§ Text block
Post Sun, May 31 2009, 10:11 pm
Ok, I dont really know where to start and I want to offload a shoulder load of guilt that is weighing me down. My twins b/g are two years old and the cutest kids on the planet b"ah (that is my impartial view lol). I just enrolled them for playgroup next months though they just turned two and this is the reason why.

They have as many toys in our dining room as any playgroup but they are not interested to play for more then 20 minutes in the day. They simply have NO interest in their Scooter, bike, cosy coupe, dollhouse, kitchen, doll stroller, garage, etc. etc. and if you tell me about overstimulation (I do pack away most and pull out different toys each day - tried it been there done it)
They will go out on the porch but that is not good enough they want to play on the street with the other kids (have you ever tried chasing twins 2 year olds running in different directions?)
They get bored and both of them insist on sitting on my lap for the better part of the day.
They are fun kids, and very friendly.
I felt that I cannot sit the entire day reading to them (which they love) because I work from home as well
I feel guilty with the DVD's they fill their head with but that is the little respite I get from them unpacking my china cabinet.

§ Data excerpt
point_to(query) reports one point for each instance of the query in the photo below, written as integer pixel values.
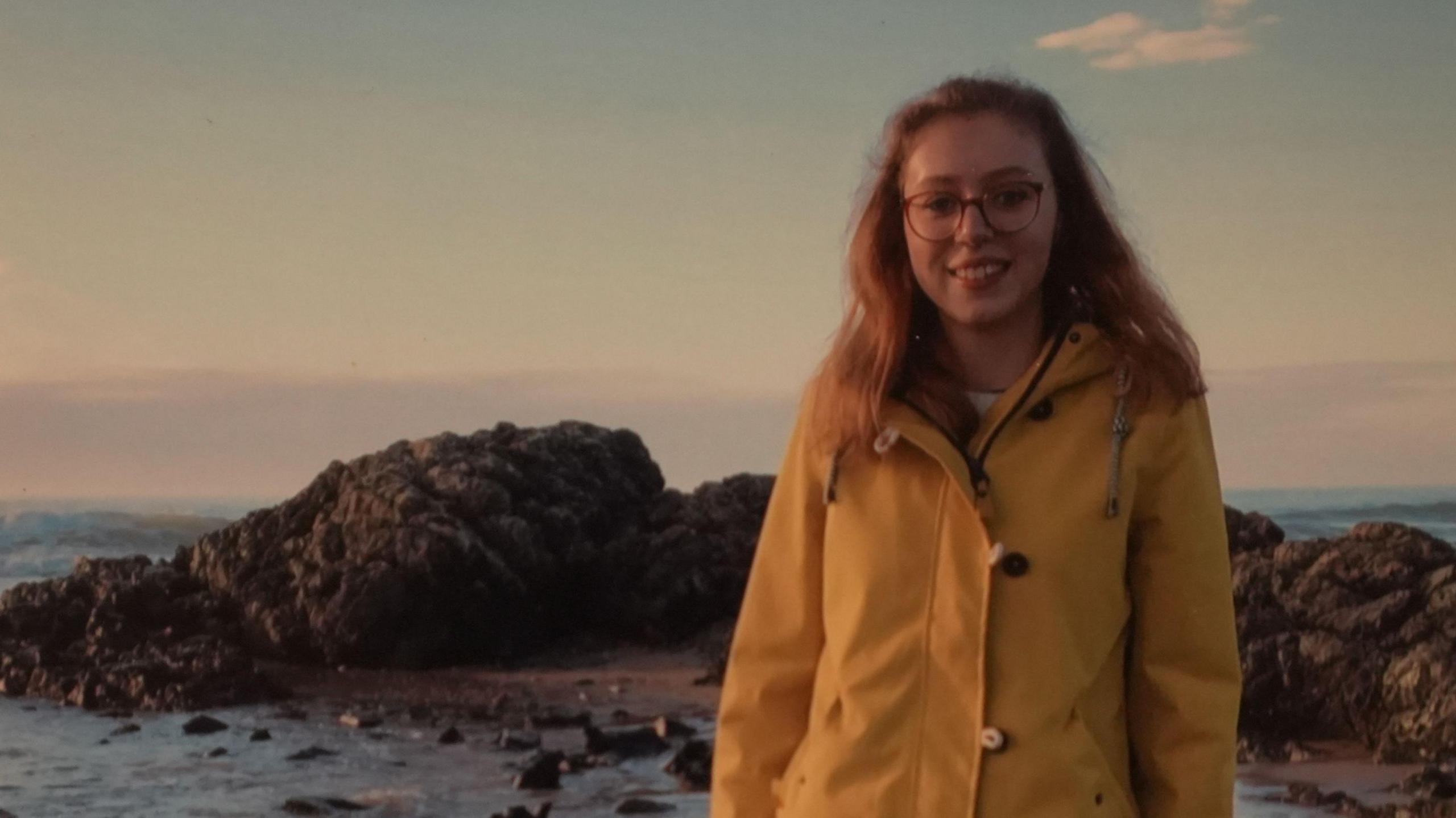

§ Job A
From the playgroup post, reproduce the part that opens with the words containing "Post Sun, May 31" and closes with "the reason why.".
§ Job B
Render this sentence from the playgroup post into Spanish: "They are fun kids, and very friendly."
The lines above are separate material and bear no relation to the playgroup post.

§ Complete answer A
Post Sun, May 31 2009, 10:11 pm
Ok, I dont really know where to start and I want to offload a shoulder load of guilt that is weighing me down. My twins b/g are two years old and the cutest kids on the planet b"ah (that is my impartial view lol). I just enrolled them for playgroup next months though they just turned two and this is the reason why.

§ Complete answer B
Son niños divertidos y muy amigables.